- _DOCUMENT PASSAGE_:
========================
Data protection legislation in the European Union and particularly in Germany is extensive. The protection covers all data pertaining to the personal or material circumstances of the individual. The buying and selling of data as practiced in some countries—where extensive information about individuals, such as their shopping habits, can be purchased from data merchants—is inconceivable in Germany. Although data merchants do exist there, they are subject to strict regulation.

SURVEILLANCE, CONTROL AND INTELLIGENCE SERVICES IN NAZI GERMANY AND THE GDR

There are historical explanations for the distrust and revulsion Germans feel toward state surveillance, which help explain the widespread belief that privacy merits special protection. During its reign from 1933 to 1945, the Nazi regime used numerous instruments to monitor the public, control behavior and use citizens to monitor their neighbors, colleagues and friends. National Socialism dictated public and private life; all spheres of society and the state had to submit to the Gleichschaltung—the policy of achieving rigid and total coordination and uniformity. Total uniformity meant the elimination of democratic structures in favor of the Führerprinzip, or the leader principle, which allowed the leader’s authority to go unchecked and exist above the law.

The Third Reich also systematically abused private data: It maintained a so-called index of Jews that listed the identity of all Jews dating back to their grandparents’ generation. In addition, it relied on data collected during the Weimar Republic (1918–1933), including records of homosexuals. Nazi Germany’s persecution of Jews and homosexuals proved that no matter the intent of the data-collecting entity, the collection of so much personal information about individuals could be dangerous in and of itself.

The state used the Gestapo, its secret police, and numerous party organizations to exercise control, but it could not penetrate every facet of its peoples’ private lives. The Gestapo relied on the more or less willing collaboration of the people. And it got it in the form of denouncers, who sought rewards for spying on and incriminating anyone who opposed the state ideology. However, fear of or loyalty to the system was not the only reason people informed against each other. Often it was “the attempt by the weaker ones to assert themselves against the stronger ones.” Citizens took advantage of the government’s system to hurt their personal enemies.

The German Democratic Republic (GDR), also known as East Germany, was founded in 1949 after the postwar partition of Germany. Though it had a constitution in which personal freedom and the inviolability of the home were enshrined, it functioned as a socialist dictatorship. Individual rights were regularly violated by the Ministry for State Security, also known as the Stasi.

The Stasi searched private premises, installed hidden tapping devices, questioned neighbors and combed the personal mail of “suspicious persons,” usually opponents of the regime. Surveillance, control and intimidation were commonplace. Logs known as “house books” showed just how deeply the state intruded into the privacy of its citizens. Beginning in the mid-1960s, every house was required to keep a record with details about each resident, including place of birth and profession. Likewise, information about any visitors had to be entered in these books. The Stasi also created files on hundreds of thousands of citizens. In particular, outside influences were considered dangerous and suspicious. Mail from West Germany was typically screened, as were letters sent from the residents of the GDR to West German relatives. Against this historical backdrop, state surveillance of the citizenry evokes a deep-seated uneasiness among Germans even today. Many feel that measures that are barely acceptable in a democracy could easily be abused in the event of a change in government, as has happened in the past.

When Germans bring up the U.S. National Security Agency (NSA) and its controversial surveillance and data collection practices, they often compare it to the Stasi. How many files did the Stasi hoard, how many filing cabinets were needed? How many cabinets would be needed to store the volume of data that the NSA collects? The comparison trivializes the extensive personal files collected on citizens of the GDR, but it shows how fiercely Germans feel about the intelligence services collecting their data.
========================
Source data
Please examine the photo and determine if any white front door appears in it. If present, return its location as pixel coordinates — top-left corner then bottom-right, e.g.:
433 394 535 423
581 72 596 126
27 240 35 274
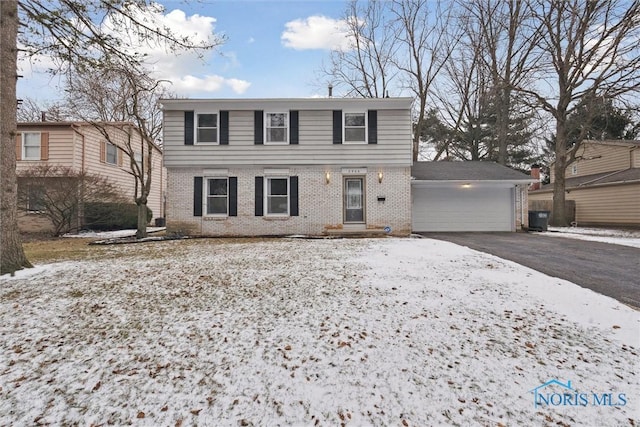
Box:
344 178 365 224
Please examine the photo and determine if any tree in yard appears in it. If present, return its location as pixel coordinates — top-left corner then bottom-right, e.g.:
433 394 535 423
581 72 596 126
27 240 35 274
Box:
514 0 640 226
321 0 397 98
67 64 166 239
18 164 124 236
0 0 31 274
0 0 224 274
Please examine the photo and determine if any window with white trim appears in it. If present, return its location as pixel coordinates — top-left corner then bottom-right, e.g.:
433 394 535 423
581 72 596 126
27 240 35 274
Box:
22 132 41 160
264 178 289 215
105 142 118 165
195 113 218 144
264 113 289 144
344 113 367 144
205 178 229 215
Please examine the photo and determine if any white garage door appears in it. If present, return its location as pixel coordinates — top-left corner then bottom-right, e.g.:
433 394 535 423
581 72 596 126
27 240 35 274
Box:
411 185 514 232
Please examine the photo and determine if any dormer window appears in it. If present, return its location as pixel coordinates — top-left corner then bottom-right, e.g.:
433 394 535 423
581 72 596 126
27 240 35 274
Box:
344 113 367 144
264 113 289 144
196 113 218 144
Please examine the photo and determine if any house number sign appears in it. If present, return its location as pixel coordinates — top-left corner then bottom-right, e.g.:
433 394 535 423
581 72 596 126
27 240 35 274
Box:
342 168 367 175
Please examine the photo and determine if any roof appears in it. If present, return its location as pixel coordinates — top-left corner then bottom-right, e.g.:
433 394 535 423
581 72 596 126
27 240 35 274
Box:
536 168 640 191
411 161 532 182
158 98 413 110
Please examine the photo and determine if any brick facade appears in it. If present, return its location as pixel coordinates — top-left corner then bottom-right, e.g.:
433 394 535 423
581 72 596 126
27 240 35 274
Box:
167 166 411 236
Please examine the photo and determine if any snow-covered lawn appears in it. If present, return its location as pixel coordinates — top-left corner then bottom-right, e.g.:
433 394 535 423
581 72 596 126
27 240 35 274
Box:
0 239 640 426
541 227 640 248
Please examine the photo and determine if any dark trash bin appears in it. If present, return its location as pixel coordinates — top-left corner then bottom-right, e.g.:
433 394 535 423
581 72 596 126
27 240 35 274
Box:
529 211 550 231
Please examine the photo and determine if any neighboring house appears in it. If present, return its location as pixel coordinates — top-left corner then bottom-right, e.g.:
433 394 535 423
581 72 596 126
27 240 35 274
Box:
411 162 532 232
529 140 640 227
16 122 166 232
161 98 412 236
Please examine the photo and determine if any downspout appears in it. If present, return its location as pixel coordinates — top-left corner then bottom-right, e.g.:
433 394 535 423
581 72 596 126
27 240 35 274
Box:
71 124 86 230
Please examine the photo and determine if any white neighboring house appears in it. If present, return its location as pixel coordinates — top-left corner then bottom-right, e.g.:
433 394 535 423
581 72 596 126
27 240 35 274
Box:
161 98 412 236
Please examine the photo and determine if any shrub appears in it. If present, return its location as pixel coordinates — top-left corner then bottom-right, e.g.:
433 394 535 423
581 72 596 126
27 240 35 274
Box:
84 202 153 231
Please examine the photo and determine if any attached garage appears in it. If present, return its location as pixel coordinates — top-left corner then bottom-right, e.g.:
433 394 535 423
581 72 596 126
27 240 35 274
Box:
411 162 531 232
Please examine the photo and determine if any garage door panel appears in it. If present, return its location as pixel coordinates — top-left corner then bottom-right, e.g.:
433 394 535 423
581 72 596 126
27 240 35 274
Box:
412 187 514 232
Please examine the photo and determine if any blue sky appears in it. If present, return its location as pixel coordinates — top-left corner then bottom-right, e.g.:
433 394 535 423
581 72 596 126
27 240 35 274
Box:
18 0 347 101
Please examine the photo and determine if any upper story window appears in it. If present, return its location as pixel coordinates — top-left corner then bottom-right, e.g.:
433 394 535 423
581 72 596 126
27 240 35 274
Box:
206 178 229 215
196 113 218 144
105 142 118 165
22 132 41 160
265 178 289 215
265 113 289 144
344 113 367 144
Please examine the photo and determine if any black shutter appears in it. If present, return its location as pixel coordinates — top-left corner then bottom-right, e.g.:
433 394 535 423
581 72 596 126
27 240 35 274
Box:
184 111 194 145
369 110 378 144
333 110 342 144
289 176 299 216
256 176 264 216
193 176 202 216
229 176 238 216
220 111 229 145
253 111 264 145
289 111 298 144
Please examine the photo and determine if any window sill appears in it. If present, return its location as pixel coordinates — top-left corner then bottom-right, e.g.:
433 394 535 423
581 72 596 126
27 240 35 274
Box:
202 215 229 221
262 215 291 221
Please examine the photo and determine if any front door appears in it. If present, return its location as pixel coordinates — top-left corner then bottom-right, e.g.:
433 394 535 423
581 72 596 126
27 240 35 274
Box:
344 178 365 224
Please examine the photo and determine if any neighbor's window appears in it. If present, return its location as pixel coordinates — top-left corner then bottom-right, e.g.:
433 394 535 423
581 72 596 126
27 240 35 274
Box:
196 113 218 144
206 178 229 215
105 142 118 165
27 186 44 212
265 178 289 215
22 132 40 160
265 113 289 144
344 113 367 142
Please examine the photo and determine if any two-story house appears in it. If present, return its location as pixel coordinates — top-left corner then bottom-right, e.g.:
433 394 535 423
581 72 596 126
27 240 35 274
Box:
529 140 640 227
16 122 166 232
161 98 412 236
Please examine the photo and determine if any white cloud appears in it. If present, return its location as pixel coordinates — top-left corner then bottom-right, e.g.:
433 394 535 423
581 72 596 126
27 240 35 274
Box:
281 15 350 50
168 75 251 95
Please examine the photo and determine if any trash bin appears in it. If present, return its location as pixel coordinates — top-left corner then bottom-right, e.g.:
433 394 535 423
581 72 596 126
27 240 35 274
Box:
529 211 550 231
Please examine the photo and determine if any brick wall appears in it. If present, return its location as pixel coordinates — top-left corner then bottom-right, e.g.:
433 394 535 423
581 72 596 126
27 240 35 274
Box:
167 166 411 236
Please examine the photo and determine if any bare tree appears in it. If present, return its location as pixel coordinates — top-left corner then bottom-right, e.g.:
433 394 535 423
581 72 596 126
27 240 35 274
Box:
18 164 123 236
0 0 31 274
514 0 640 226
18 98 70 122
392 0 459 160
321 0 396 98
0 0 224 274
67 65 166 238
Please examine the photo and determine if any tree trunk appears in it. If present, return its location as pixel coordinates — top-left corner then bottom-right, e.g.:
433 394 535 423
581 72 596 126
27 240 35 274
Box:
0 0 32 274
136 202 147 239
551 114 569 227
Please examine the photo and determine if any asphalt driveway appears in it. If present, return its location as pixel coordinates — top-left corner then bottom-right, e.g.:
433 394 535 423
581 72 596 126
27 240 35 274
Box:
421 233 640 309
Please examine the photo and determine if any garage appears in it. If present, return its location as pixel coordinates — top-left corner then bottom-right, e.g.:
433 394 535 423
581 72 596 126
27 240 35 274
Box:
411 162 531 232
========================
- _SHORT EXERCISE 1_: In the text on German data protection and state surveillance, when did every house in the GDR begin to be required to keep a house book?
- _SHORT EXERCISE 2_: Write a continuation of the text on German data protection and state surveillance, picking up after its final sentence.
The records come from a separate source and are unrelated to the text.

- _RIGHT ANSWER 1_: Beginning in the mid-1960s.

- _RIGHT ANSWER 2_:
THE CURRENT LANDSCAPE

There is broad consensus among German politicians that data protection is important in and of itself. Still, there are stark differences between the parties’ approaches to the issue. These differences are particularly evident on issues like the rights companies should have in data processing, as well as how law enforcement and intelligence services should be regulated. Members of the conservative sister parties, the Christian Democratic Union (CDU) and the Christian Social Union (CSU), including Chancellor Angela Merkel, are more inclined to call for lower standards of data protection and highlight the opportunities that big data applications have to offer. Their center-left coalition partner, the Social Democratic Party (SPD) places a greater emphasis on data protection. Opposition parties, particularly the Greens and the Left, support data protection even more staunchly. Many in those parties believe that data protection is in jeopardy. In recent years the Free Democratic Party (FDP) has not held any seats in the Bundestag, but it remains vocal on civil rights issues.

Merkel often holds back for a long time before taking a public position on complex and controversial political issues like data protection. She allows the debate to evolve and then assumes the lead late in the discussion. This could be observed in her response to the Snowden revelations: For a long time, she said nothing. Only after it was disclosed that the NSA had monitored her cellphone did she comment publicly: “Spying on friends—that’s totally unacceptable.” At the ninth National IT Summit in 2015, a meeting of the federal government and business community, Merkel spoke about data protection and demanded that big data applications not be impeded by data protection. However, she still refrains from taking clear public positions on many data issues and lets her ministers and party cohorts do the talking.

At the same time, positions also diverge among the individual ministries. For example, the Federal Ministry of Justice and Consumer Protection established a working group for the National IT Summit, which aims to strengthen data protection. Within this forum, several focus groups have taken on different challenges. The Consumer Sovereignty and Transparency Focus Group is developing simple and clear privacy statements, while the Privacy by Design/Data Protection through Technology Focus Group is working on recommendations for privacy-friendly product design. Members of the group include representatives of private industry, civil society, the scientific community and the ministry.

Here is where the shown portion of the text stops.